→ EXERCISE GOAL
Please convert only the stretch from the line containing "the window sill" through the end of the records into a JSON list of strings, one string per line, with blank lines left out.

Object pointing dataset records:
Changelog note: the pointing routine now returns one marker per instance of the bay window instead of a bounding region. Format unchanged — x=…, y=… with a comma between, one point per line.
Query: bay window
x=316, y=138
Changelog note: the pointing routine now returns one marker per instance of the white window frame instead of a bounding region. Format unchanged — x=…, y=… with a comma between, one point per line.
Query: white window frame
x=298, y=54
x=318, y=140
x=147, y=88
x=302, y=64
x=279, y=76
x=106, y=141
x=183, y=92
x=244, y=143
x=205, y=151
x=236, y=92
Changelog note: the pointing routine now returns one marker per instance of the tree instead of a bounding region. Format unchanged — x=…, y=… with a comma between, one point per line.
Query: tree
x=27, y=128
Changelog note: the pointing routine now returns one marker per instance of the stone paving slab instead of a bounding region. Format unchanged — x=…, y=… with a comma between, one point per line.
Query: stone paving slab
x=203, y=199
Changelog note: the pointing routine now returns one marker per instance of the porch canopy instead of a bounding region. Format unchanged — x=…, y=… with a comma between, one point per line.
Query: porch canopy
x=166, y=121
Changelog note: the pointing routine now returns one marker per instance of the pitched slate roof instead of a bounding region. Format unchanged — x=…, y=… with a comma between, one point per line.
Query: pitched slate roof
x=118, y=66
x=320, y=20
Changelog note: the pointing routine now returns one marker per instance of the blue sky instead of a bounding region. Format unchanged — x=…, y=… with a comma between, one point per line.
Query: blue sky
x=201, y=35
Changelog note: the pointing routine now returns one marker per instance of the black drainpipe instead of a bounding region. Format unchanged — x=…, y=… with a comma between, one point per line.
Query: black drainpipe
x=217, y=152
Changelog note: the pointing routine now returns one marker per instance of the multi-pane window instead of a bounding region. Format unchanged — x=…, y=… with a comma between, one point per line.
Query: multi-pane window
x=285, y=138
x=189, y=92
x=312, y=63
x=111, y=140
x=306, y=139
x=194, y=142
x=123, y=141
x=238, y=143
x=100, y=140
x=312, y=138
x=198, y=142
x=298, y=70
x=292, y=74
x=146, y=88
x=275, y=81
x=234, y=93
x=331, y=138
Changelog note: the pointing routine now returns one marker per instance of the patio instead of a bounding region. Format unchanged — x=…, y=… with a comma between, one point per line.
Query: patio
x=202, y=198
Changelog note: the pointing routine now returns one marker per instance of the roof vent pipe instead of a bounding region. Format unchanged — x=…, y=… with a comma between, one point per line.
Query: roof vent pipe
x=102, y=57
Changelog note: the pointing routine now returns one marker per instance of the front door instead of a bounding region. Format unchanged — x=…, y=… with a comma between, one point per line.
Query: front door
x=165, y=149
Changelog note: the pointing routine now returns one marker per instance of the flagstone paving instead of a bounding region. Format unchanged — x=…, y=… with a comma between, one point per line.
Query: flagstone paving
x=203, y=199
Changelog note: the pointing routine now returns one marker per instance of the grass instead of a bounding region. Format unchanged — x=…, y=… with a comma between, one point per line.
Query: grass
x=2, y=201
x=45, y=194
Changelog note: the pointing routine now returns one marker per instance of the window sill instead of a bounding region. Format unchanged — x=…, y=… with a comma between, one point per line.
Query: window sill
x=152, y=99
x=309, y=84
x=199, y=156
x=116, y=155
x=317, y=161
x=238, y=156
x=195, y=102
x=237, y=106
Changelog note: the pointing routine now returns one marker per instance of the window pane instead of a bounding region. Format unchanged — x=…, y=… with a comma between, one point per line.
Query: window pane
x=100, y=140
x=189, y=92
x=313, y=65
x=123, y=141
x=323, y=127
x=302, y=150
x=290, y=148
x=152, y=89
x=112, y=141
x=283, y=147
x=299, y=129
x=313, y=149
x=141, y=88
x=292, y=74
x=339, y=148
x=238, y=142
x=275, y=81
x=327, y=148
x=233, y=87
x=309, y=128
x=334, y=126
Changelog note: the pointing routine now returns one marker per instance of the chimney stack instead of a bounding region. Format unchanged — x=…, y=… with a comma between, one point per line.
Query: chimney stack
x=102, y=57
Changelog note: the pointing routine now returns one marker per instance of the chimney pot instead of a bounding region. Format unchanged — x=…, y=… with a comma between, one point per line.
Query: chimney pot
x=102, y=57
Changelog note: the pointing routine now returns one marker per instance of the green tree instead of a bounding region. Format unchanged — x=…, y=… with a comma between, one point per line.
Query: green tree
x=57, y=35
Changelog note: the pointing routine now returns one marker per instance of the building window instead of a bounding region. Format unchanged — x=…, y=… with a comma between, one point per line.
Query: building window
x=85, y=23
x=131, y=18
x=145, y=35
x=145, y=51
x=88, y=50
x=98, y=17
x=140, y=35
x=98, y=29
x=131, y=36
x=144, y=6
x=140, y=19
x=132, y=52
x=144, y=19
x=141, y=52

→ ANSWER BELOW
[
  "Changelog note: the pointing routine now returns one marker per instance of the window sill instead of a bounding region. Format unchanged — x=…, y=… with a comma between, one point per line.",
  "Query: window sill",
  "x=152, y=99",
  "x=309, y=84",
  "x=199, y=156",
  "x=116, y=155",
  "x=317, y=161",
  "x=238, y=156",
  "x=195, y=102",
  "x=237, y=106",
  "Changelog note: the pointing routine now returns one marker per instance of the window pane instead of a bounding region. Format unchanged — x=…, y=… with a comma between, one point per line.",
  "Query: window pane",
  "x=100, y=140",
  "x=189, y=92",
  "x=313, y=65",
  "x=123, y=141",
  "x=323, y=127",
  "x=302, y=150",
  "x=290, y=148",
  "x=152, y=89",
  "x=112, y=141",
  "x=283, y=147",
  "x=299, y=129",
  "x=313, y=149",
  "x=141, y=88",
  "x=292, y=74",
  "x=339, y=148",
  "x=238, y=142",
  "x=275, y=81",
  "x=327, y=148",
  "x=233, y=87",
  "x=309, y=128",
  "x=334, y=126",
  "Changelog note: the pointing routine now returns one marker per instance of the chimney stack instead of a bounding region. Format unchanged — x=…, y=… with a comma between, one point per line.",
  "Query: chimney stack",
  "x=102, y=57",
  "Changelog note: the pointing routine now returns one marker per instance of the chimney pot instead of a bounding region. Format unchanged — x=…, y=… with a comma between, one point per line.",
  "Query: chimney pot",
  "x=102, y=57",
  "Changelog note: the pointing routine now returns one marker per instance of the green tree instead of a bounding region. Format unchanged — x=…, y=… with a comma between, one point per line.",
  "Query: green tree",
  "x=57, y=35",
  "Changelog note: the pointing routine now returns one marker per instance of the building window instead of a bounding region. Format unchanged — x=…, y=… with a comma between, one point per line.",
  "Query: building window",
  "x=85, y=23",
  "x=131, y=18",
  "x=145, y=35",
  "x=145, y=51",
  "x=88, y=50",
  "x=98, y=17",
  "x=140, y=35",
  "x=98, y=29",
  "x=131, y=36",
  "x=144, y=6",
  "x=140, y=19",
  "x=132, y=52",
  "x=144, y=19",
  "x=141, y=52"
]